> Exercise
Please write out again the part of the items that opens with the line containing "Mark the dense" and closes at the end of the items, both ends included, with requests and all. In that part, multiply every coordinate in the answers by 2.6 and round each result to a whole number, rounding halves up.

Position identification records:
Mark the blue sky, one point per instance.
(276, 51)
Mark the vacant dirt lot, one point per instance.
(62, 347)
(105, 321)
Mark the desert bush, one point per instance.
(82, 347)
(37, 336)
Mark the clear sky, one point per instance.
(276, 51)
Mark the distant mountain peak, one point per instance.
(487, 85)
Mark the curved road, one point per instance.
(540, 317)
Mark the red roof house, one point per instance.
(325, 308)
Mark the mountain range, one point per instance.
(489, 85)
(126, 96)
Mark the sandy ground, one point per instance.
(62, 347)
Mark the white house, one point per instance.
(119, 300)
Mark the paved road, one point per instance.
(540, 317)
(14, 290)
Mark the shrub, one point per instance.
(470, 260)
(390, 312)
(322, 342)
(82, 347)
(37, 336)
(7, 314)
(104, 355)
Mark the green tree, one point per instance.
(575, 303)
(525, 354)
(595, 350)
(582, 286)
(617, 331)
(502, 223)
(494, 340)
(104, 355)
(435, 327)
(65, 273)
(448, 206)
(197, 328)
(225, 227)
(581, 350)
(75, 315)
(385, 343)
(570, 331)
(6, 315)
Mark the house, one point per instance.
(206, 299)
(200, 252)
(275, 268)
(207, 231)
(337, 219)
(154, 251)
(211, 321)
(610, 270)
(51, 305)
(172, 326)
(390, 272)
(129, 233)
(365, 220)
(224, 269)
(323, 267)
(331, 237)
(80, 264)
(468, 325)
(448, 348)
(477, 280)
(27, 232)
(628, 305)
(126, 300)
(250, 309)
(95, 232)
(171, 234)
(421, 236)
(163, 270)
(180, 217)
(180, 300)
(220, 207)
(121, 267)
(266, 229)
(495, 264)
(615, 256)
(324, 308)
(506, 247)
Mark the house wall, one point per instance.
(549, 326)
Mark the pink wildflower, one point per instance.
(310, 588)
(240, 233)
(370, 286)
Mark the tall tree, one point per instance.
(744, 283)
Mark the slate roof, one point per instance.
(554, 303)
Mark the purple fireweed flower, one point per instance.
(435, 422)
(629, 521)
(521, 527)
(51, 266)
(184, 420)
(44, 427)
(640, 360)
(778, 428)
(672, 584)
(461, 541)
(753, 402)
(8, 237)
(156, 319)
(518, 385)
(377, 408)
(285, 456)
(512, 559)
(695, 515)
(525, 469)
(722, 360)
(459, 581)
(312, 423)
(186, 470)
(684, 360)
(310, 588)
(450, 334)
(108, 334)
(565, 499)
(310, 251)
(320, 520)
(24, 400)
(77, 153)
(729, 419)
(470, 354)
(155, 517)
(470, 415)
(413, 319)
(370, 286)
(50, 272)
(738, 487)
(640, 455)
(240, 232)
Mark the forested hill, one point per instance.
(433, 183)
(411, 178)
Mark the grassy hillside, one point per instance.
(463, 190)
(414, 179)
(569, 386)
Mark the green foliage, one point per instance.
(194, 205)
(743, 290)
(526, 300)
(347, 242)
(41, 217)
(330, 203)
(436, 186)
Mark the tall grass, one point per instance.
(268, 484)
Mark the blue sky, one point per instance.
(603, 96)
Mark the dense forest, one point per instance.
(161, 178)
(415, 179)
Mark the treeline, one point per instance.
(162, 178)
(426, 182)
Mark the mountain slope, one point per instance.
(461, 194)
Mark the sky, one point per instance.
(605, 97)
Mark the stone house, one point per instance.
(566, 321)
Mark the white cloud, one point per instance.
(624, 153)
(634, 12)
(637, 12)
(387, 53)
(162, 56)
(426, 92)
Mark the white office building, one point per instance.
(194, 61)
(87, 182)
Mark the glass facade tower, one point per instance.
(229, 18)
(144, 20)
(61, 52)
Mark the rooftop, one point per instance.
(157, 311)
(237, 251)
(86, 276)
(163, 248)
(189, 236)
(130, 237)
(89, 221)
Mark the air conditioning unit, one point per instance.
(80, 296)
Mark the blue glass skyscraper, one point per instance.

> Answer to this exercise
Mark the dense forest, one point per instance.
(419, 463)
(1079, 465)
Mark the treeline, one point per instance.
(421, 463)
(1108, 473)
Mark the mountain slope, one point per instance.
(1199, 504)
Mark the sky, one point per instance.
(1573, 252)
Mark the stone house, one point per instance.
(1472, 835)
Mark the white cloud, one point per instance.
(1622, 398)
(1648, 31)
(1656, 31)
(1006, 138)
(421, 146)
(1108, 239)
Mark the white office building, one point per instance.
(504, 159)
(226, 473)
Mark the glass facade tower, one point per instance.
(595, 47)
(374, 52)
(159, 135)
Mark the rooftop, one point per instance.
(408, 809)
(616, 653)
(224, 718)
(424, 645)
(491, 614)
(338, 616)
(231, 575)
Mark the air conditioning unit, one point per instance.
(208, 770)
Mark the blue glass skyscraper, one point per instance.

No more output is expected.